## Provided information
[Start of section]
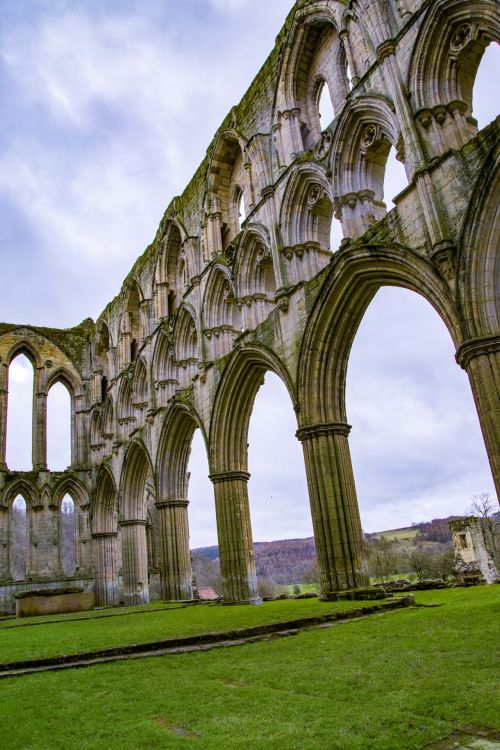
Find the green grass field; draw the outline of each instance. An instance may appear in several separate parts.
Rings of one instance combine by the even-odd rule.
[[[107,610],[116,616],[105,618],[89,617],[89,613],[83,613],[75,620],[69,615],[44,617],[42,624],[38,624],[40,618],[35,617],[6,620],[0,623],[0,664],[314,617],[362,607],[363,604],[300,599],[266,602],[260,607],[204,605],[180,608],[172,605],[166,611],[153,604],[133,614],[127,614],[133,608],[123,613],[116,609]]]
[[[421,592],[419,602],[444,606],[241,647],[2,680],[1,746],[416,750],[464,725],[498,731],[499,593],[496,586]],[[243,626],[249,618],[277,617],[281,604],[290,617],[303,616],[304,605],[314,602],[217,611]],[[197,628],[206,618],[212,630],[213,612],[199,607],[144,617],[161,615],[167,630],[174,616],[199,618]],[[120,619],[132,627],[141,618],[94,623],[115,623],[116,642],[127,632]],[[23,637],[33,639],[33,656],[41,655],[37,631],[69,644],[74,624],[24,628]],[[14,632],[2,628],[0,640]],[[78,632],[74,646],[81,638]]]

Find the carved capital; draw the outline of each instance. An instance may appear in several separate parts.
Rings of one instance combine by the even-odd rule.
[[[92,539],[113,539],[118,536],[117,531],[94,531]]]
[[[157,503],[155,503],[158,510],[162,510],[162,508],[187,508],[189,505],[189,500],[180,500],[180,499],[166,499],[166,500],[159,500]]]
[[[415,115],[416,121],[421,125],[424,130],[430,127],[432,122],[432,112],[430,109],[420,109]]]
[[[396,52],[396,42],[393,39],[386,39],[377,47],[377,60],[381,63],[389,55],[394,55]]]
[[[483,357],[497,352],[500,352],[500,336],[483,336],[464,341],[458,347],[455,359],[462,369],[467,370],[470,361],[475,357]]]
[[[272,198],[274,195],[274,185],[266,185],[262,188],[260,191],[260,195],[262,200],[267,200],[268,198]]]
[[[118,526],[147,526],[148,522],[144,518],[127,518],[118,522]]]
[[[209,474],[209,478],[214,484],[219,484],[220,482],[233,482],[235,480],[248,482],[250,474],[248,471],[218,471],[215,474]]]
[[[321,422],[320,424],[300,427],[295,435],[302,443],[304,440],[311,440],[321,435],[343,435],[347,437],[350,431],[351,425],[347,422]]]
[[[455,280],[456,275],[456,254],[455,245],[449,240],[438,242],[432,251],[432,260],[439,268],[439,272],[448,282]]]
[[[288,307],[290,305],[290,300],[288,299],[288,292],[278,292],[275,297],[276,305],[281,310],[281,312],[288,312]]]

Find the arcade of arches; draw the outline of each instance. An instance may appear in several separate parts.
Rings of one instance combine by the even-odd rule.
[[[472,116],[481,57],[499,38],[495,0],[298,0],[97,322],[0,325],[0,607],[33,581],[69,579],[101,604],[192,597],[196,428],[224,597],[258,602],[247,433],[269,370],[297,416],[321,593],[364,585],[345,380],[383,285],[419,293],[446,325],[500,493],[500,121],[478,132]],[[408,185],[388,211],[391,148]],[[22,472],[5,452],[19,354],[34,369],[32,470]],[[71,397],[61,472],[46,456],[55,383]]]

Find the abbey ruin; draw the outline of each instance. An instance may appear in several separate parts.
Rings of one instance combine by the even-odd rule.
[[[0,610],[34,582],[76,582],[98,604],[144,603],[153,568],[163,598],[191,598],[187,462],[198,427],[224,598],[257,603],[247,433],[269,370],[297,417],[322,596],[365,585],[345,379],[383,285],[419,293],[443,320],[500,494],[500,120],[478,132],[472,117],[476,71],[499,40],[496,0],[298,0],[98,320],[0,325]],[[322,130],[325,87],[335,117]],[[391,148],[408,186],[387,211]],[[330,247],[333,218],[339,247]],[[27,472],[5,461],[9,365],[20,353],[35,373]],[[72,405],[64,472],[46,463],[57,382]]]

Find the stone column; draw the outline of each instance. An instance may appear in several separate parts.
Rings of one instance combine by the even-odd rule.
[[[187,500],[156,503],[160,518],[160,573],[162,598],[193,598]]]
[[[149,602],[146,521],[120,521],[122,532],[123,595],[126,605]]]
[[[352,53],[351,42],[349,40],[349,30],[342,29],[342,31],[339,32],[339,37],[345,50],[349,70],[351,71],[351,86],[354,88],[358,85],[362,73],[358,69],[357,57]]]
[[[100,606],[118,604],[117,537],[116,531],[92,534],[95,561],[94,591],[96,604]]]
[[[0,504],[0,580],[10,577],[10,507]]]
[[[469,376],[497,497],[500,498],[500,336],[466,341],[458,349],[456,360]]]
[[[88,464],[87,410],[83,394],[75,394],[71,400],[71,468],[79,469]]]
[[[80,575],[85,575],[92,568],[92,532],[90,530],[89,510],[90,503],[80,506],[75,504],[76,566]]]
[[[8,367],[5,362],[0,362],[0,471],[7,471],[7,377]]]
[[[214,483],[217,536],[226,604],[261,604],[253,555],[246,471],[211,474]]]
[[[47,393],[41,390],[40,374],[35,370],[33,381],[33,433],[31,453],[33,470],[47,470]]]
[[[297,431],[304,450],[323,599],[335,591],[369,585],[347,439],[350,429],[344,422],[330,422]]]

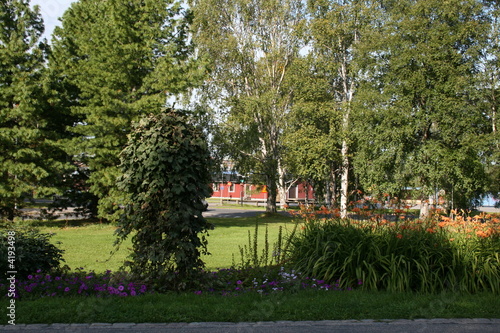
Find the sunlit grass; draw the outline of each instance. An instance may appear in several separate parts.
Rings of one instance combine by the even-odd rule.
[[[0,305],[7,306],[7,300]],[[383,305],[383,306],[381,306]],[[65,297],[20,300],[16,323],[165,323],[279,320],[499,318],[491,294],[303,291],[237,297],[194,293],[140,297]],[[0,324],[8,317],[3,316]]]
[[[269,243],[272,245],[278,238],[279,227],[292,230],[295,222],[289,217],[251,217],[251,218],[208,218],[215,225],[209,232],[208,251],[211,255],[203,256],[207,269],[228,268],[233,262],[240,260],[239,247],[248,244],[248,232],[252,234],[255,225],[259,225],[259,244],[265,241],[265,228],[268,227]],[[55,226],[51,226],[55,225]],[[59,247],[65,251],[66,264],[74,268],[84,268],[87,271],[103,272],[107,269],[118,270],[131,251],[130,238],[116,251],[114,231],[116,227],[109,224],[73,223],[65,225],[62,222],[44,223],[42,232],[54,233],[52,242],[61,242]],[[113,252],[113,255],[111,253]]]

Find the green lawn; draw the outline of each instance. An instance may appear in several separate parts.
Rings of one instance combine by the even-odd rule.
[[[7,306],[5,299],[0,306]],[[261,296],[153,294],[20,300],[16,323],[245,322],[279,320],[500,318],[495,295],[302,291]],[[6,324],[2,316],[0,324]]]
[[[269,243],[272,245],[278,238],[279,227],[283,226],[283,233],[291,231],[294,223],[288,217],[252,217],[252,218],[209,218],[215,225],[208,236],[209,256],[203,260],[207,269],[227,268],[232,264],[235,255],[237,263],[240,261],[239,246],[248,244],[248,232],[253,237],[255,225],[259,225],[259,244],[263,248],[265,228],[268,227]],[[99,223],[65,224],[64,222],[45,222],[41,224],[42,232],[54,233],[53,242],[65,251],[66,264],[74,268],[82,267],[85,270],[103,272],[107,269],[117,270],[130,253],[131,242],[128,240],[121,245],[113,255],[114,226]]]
[End of section]
[Start of section]
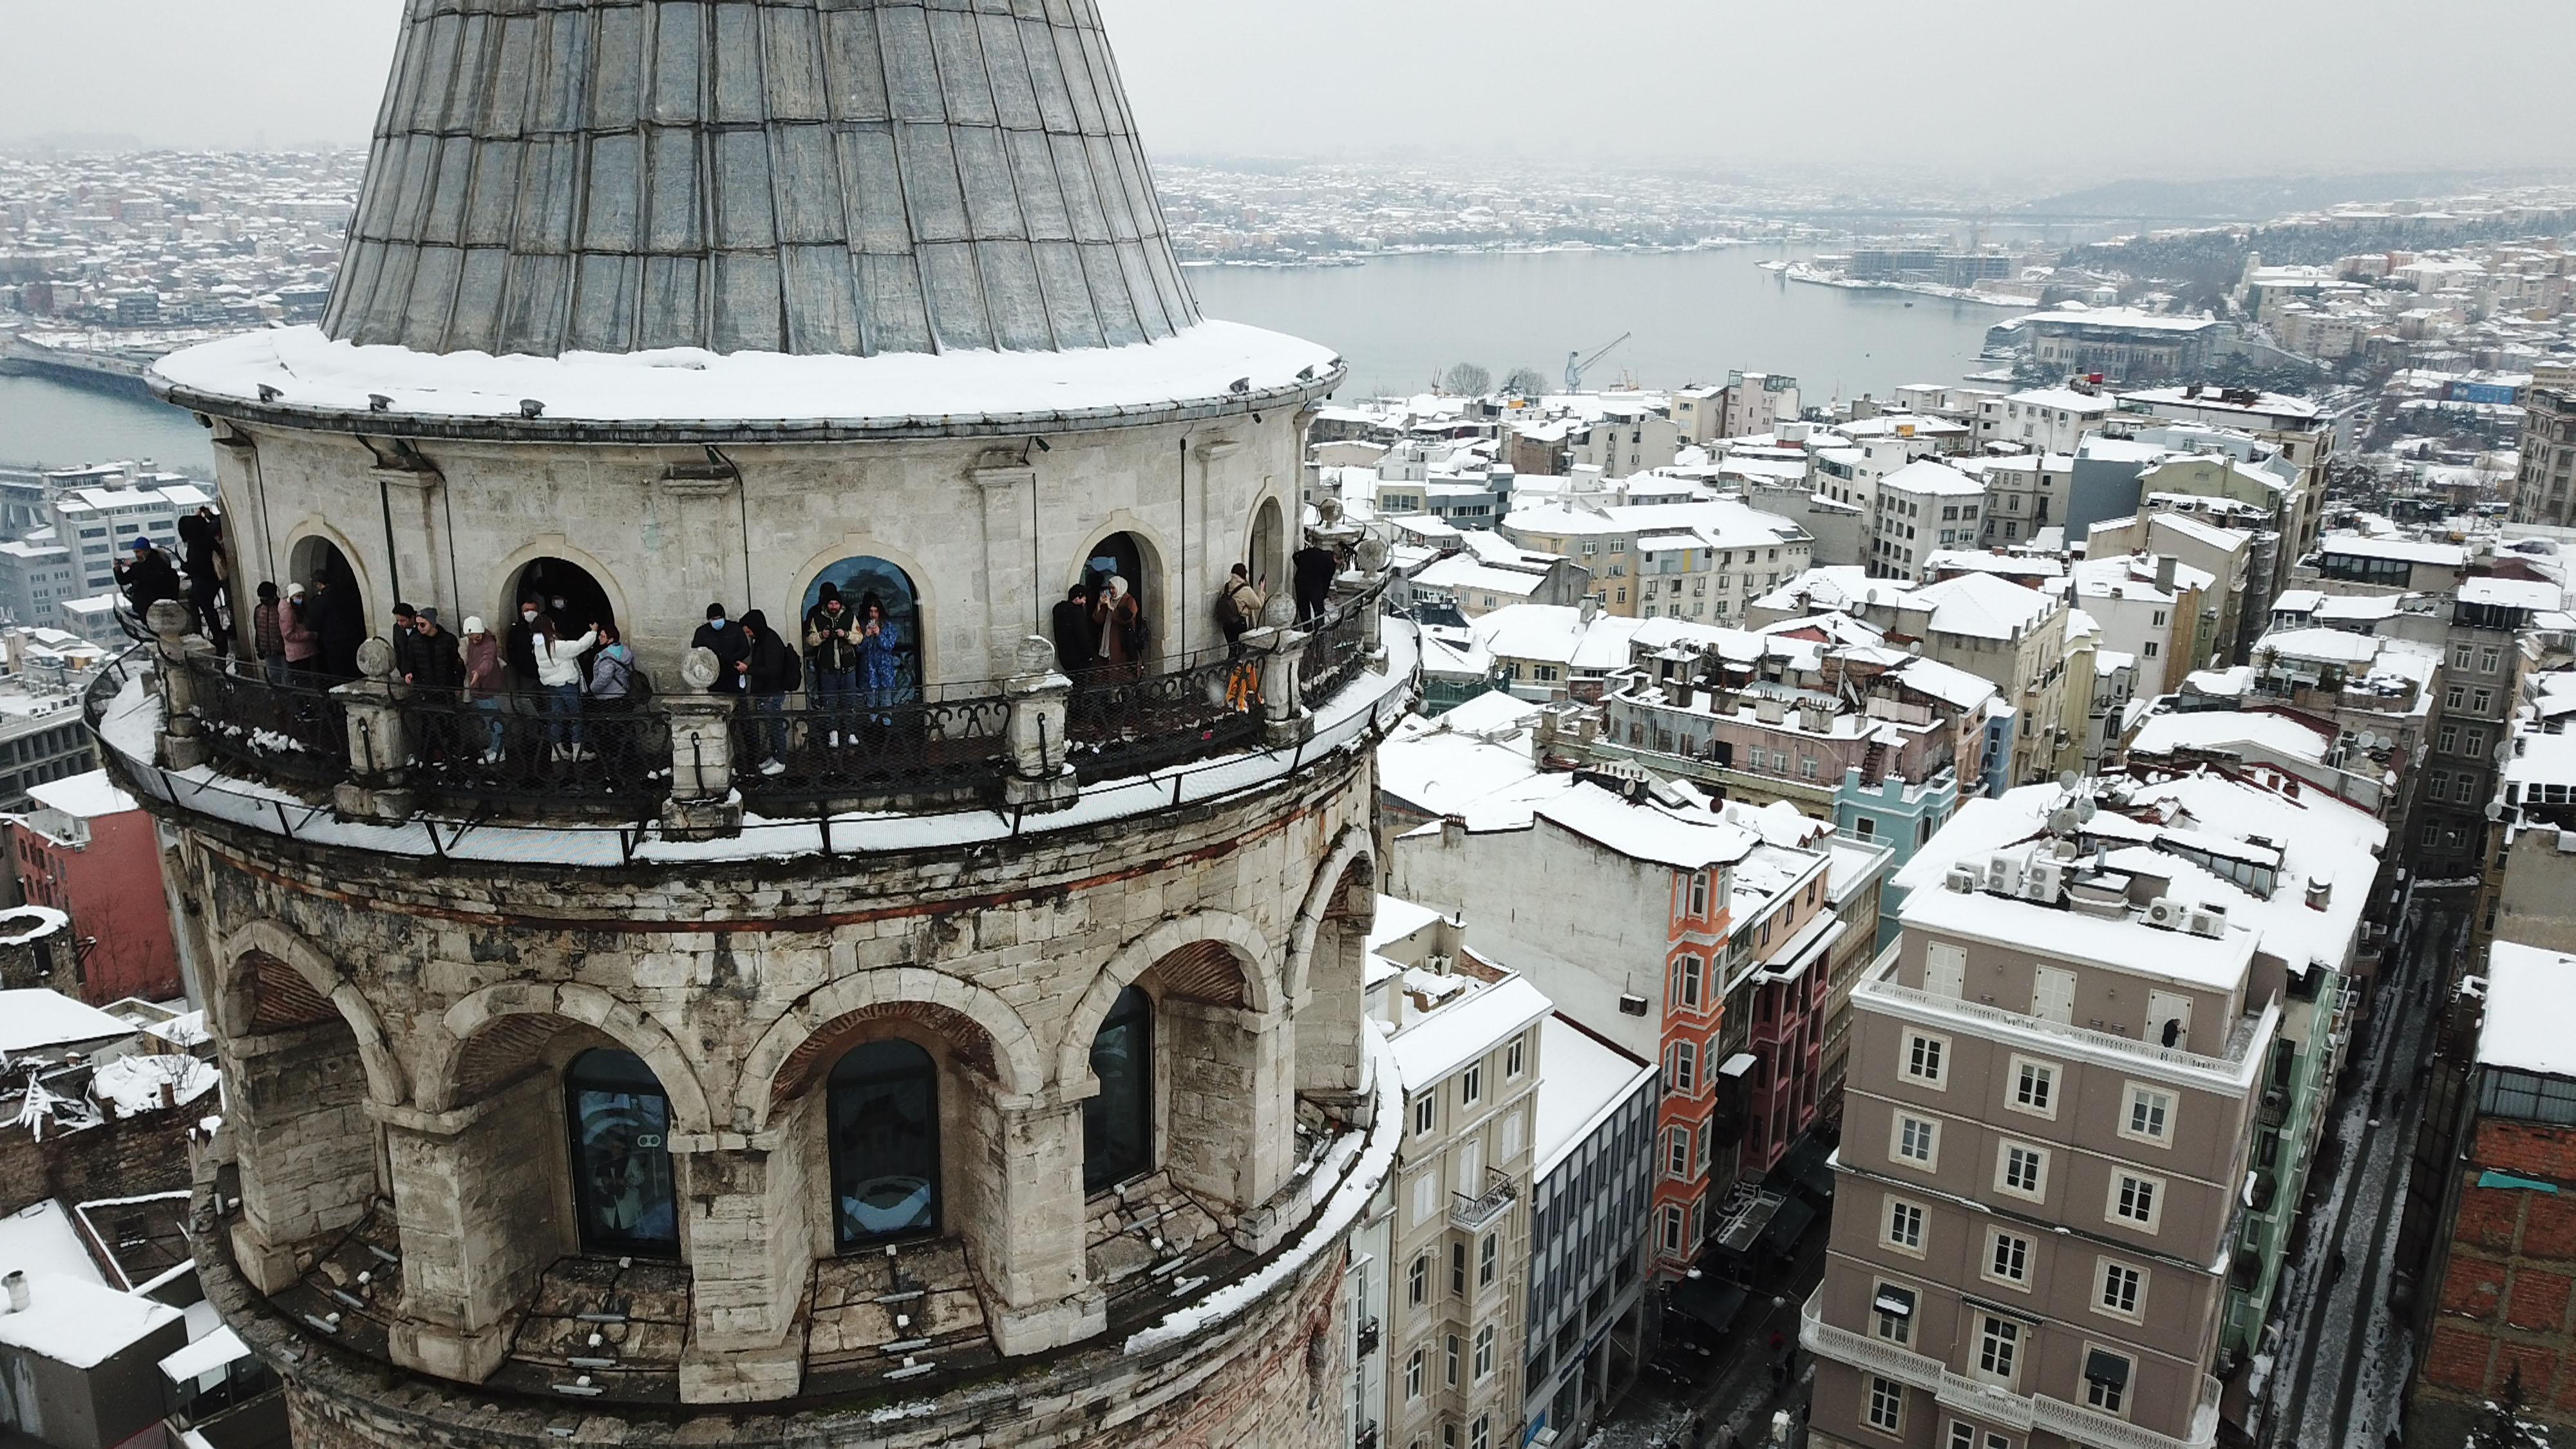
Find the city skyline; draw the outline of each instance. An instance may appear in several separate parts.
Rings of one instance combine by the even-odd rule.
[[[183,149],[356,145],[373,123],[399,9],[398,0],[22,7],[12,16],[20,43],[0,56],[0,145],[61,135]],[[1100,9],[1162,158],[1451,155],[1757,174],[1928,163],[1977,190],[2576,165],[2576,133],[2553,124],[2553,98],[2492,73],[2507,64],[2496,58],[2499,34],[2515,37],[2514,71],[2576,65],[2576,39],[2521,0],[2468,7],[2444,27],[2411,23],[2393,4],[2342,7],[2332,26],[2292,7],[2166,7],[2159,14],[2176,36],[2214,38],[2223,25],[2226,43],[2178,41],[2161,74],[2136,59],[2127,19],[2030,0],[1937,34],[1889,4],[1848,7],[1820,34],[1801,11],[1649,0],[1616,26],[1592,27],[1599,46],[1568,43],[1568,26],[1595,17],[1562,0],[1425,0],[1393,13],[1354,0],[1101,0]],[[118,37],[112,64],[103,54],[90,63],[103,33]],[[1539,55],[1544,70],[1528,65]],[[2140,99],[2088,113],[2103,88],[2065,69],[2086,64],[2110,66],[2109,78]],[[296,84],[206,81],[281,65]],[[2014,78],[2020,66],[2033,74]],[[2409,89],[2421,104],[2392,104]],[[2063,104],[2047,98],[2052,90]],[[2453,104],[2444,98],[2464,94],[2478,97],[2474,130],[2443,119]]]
[End of section]
For the lines above, output exactly those from the line containing "Find the green grass" through the line containing "Find the carved", and skip the others.

## Exercise result
Find the green grass field; draw the outline of each instance. An instance may appear in several separate parts.
Rings of one instance combine by the even-odd rule.
[[[107,610],[116,616],[105,618],[89,617],[89,613],[83,613],[75,620],[69,615],[44,617],[42,624],[38,624],[40,618],[35,617],[6,620],[0,623],[0,664],[314,617],[362,607],[363,604],[300,599],[266,602],[260,607],[204,605],[180,608],[172,605],[166,611],[153,604],[133,614],[127,614],[133,608],[123,613],[116,609]]]
[[[421,592],[419,602],[444,606],[241,647],[2,680],[1,746],[416,750],[464,725],[498,731],[499,593],[496,586]],[[243,626],[249,618],[277,617],[281,604],[290,617],[303,616],[304,605],[314,602],[217,611]],[[197,628],[206,618],[212,630],[213,612],[199,607],[144,617],[161,615],[167,630],[174,616],[199,618]],[[120,619],[132,627],[141,618],[94,623],[115,623],[116,642],[127,632]],[[23,637],[33,639],[33,656],[41,655],[37,631],[69,644],[74,624],[24,628]],[[14,632],[2,628],[0,640]],[[78,632],[74,646],[81,638]]]

Find the carved capital; draw the outline of each instance. An instance may appear in several separate parts.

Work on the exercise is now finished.